■ **Problem requirements**
Return all lines of the records that contain the word "structure".

■ **Provided entries**
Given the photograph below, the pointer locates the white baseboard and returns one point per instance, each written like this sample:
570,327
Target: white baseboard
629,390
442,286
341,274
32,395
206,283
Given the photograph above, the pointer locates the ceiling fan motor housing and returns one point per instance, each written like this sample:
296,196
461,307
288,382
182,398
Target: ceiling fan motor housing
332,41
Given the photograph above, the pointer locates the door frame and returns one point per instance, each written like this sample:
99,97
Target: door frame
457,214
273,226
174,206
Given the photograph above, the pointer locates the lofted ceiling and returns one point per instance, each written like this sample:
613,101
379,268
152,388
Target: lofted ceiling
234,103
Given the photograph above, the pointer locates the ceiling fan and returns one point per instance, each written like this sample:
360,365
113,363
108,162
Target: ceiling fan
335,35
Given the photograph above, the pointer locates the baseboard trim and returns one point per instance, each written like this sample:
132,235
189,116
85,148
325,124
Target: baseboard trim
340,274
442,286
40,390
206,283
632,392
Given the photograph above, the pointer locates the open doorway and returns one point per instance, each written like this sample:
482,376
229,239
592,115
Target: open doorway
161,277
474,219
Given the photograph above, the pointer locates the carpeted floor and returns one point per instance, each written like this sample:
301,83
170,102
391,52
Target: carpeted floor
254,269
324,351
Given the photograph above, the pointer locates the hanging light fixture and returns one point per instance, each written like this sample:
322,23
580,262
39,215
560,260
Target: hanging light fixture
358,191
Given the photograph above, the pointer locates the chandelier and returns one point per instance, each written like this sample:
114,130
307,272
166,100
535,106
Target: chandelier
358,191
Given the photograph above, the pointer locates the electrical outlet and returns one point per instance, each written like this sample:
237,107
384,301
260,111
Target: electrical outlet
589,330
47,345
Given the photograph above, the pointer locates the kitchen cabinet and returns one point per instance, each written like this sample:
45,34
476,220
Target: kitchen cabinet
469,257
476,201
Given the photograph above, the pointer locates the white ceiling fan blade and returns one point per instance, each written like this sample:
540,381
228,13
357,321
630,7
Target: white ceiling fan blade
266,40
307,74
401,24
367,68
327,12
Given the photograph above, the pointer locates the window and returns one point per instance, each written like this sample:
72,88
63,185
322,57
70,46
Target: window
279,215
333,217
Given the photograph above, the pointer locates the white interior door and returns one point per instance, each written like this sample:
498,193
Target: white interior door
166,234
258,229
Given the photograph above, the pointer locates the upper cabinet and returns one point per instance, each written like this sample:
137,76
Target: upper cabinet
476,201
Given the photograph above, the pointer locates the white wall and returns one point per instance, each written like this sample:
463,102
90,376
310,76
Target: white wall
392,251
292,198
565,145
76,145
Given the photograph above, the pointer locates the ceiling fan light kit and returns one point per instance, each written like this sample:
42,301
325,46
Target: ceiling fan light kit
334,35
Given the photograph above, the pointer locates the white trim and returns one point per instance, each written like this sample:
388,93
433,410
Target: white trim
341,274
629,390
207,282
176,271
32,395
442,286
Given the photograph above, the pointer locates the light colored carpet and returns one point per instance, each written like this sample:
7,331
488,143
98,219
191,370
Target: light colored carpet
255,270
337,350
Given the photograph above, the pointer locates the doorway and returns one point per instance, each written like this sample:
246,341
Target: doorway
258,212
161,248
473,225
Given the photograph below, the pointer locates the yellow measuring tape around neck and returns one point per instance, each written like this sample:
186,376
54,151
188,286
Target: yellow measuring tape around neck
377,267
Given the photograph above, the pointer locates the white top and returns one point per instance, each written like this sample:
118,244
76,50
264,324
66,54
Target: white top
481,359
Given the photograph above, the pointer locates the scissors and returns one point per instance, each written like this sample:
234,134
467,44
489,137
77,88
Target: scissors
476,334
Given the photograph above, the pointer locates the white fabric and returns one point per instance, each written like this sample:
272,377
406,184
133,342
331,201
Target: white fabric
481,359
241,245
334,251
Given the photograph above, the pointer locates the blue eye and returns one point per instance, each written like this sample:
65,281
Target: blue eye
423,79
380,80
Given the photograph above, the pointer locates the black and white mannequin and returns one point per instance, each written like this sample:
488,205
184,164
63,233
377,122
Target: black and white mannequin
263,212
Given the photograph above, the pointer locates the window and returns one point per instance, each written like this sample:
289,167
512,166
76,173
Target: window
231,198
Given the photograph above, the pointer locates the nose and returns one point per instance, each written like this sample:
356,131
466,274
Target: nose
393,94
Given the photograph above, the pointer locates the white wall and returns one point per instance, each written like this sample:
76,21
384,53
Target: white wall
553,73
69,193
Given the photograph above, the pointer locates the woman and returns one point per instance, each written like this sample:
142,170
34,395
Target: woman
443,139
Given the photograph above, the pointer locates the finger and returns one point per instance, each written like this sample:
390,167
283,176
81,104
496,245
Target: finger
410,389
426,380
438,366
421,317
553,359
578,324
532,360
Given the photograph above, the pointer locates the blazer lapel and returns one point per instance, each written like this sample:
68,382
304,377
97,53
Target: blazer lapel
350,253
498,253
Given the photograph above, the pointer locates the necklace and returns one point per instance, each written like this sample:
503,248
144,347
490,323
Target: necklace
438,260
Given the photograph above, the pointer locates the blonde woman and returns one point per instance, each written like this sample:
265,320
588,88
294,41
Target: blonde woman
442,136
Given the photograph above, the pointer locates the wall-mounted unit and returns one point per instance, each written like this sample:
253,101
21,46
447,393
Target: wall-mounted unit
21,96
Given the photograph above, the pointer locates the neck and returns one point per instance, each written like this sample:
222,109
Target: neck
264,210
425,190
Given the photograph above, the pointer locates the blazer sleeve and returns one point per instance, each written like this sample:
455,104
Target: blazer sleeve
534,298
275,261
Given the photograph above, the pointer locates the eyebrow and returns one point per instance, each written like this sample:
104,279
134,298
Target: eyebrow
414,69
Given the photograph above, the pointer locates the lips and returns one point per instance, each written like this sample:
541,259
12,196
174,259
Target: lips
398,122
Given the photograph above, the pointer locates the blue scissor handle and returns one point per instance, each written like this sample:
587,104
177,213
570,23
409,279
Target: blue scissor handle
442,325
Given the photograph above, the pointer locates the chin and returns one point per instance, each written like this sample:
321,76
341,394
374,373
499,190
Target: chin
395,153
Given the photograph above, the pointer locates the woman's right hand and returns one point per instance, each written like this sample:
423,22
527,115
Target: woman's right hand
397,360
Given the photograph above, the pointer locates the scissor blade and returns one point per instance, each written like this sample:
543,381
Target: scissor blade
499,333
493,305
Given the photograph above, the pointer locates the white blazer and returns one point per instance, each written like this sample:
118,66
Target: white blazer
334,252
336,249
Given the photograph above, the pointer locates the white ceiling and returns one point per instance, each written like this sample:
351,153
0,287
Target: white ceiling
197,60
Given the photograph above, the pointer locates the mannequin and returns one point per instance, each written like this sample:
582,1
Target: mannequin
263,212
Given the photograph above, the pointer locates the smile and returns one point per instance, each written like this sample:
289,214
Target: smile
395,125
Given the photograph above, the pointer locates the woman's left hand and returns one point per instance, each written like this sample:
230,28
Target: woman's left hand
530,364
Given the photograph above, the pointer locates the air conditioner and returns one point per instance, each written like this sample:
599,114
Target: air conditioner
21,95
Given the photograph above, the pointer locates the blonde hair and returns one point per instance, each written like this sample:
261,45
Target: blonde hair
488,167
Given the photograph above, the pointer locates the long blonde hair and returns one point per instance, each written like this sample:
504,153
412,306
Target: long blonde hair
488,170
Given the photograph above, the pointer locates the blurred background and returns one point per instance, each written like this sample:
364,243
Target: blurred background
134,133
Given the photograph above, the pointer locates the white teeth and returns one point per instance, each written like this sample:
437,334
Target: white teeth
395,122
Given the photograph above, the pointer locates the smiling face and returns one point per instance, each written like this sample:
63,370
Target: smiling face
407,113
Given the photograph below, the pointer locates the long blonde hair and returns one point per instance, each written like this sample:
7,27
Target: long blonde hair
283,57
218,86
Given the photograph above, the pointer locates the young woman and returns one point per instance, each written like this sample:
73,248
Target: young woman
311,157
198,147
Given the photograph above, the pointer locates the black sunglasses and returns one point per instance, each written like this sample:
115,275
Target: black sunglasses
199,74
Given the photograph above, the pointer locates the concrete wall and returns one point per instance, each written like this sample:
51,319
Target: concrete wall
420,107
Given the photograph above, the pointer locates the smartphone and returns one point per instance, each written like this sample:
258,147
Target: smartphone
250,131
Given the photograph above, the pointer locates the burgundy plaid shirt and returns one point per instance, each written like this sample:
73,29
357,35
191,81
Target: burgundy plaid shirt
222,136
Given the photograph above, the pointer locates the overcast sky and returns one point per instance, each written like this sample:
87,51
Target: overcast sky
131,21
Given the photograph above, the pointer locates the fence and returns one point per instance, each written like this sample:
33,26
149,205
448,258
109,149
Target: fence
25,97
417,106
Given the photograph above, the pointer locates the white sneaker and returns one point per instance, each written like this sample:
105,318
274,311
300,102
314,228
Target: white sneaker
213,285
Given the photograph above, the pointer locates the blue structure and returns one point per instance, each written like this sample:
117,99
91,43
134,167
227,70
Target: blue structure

■ **Finished exercise**
Given the photograph above, the pointer locates the blue structure and returns one point per instance, each written like this sample:
Target: blue structure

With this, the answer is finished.